> Directive
Please carry on the article about Intel's Xe3 GPU architecture below, picking up right after its last sentence.

> Source document

>> START

Looking Ahead at Intel’s Xe3 GPU Architecture
Examining software changes for hints on what Intel's next GPU architecture may bring
Intel’s foray into high performance graphics has enjoyed impressive progress over the past few years, and the company is not letting up on the gas. Tom Peterson from Intel has indicated that Xe3 hardware design is complete, and software work is underway. Some of that software work is visible across several different open source repositories, offering a preview of what’s to come.
GPU Organization: Larger Render Slices?
Modern GPUs are built from a hierarchy of subdivision levels, letting them scale to hit different performance, power and price targets. A shader program running on an Intel GPU can check where it’s running by reading the low bits of the sr0
(state register 0) architectural register.
sr0
topology bits on Xe3 have a different layout1. Xe Cores within a Render Slice are enumerated with four bits, up from two in prior generations. Thus Xe3’s topology bits would be able to handle a Render Slice with up to 16 Xe Cores. Prior Xe generations could only have four Xe Cores per Render Slice, and often went right up to that. The B580 and A770 both placed four Xe Cores in each Render Slice.

>> END

> Raw records
>> START

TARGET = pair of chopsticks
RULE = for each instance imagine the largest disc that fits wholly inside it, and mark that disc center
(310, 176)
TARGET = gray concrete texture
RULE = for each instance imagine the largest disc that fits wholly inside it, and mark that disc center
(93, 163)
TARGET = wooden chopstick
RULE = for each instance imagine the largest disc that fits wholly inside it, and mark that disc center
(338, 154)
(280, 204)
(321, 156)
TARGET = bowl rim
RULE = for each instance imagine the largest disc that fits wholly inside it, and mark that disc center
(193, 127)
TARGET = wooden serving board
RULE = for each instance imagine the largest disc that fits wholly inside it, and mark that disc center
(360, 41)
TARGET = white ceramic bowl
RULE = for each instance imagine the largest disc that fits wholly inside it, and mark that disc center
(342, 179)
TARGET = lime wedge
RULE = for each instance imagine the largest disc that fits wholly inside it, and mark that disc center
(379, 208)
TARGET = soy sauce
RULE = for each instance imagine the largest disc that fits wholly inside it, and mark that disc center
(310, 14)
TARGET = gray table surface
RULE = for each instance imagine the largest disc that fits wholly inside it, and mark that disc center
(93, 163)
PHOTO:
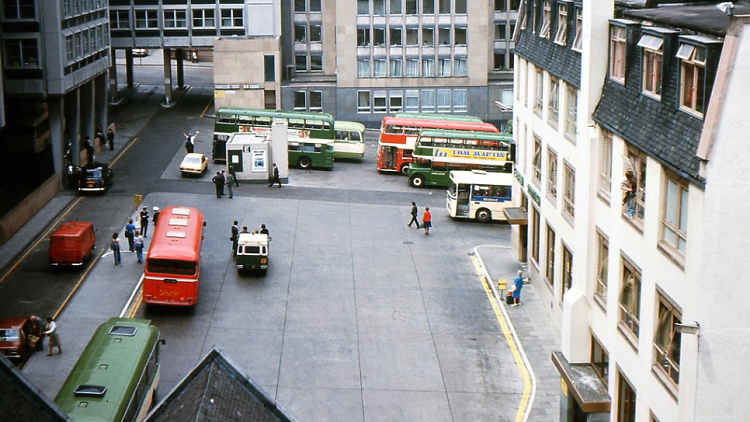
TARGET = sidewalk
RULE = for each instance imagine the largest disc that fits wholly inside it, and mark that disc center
(537, 333)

>> END

> Output below
Having enough bits to describe a certain configuration doesn’t mean Intel will ship something that big. Xe did use its maximum 32 core, 4096 lane setup in the Arc A770. However, Xe2 maxed out at 20 cores and 2560 lanes with the Arc B580. Xe2’s sr0
format could theoretically enumerate 16 slices. Giving each slice the maximum of 4 Xe Cores would make a 64 Xe Core GPU with 8192 FP32 lanes. Obviously the B580 doesn’t get anywhere near that.

Xe3 goes even further. Maxing out all the topology enumeration bits would result in a ludicrously large 256 Xe Core configuration with 32768 FP32 lanes. That’s even larger than Nvidia’s RTX 5090, which “only” has 21760 FP32 lanes. Intel has been focusing on the midrange segment for a while, and I doubt we’ll see anything that big.
Instead, I think Intel wants more flexibility to scale compute power independently of fixed function hardware like ROPs and rasterizers. AMD and Nvidia’s SAs and GPCs all pack a lot more than four cores. For example, the RX 6900XT’s Shader Engines each have 10 WGPs. Nvidia’s RTX 4090 puts eight SMs in each GPC. GPUs have become more compute-heavy over time, as games use more complex shader programs. Intel seems to be following the same trend.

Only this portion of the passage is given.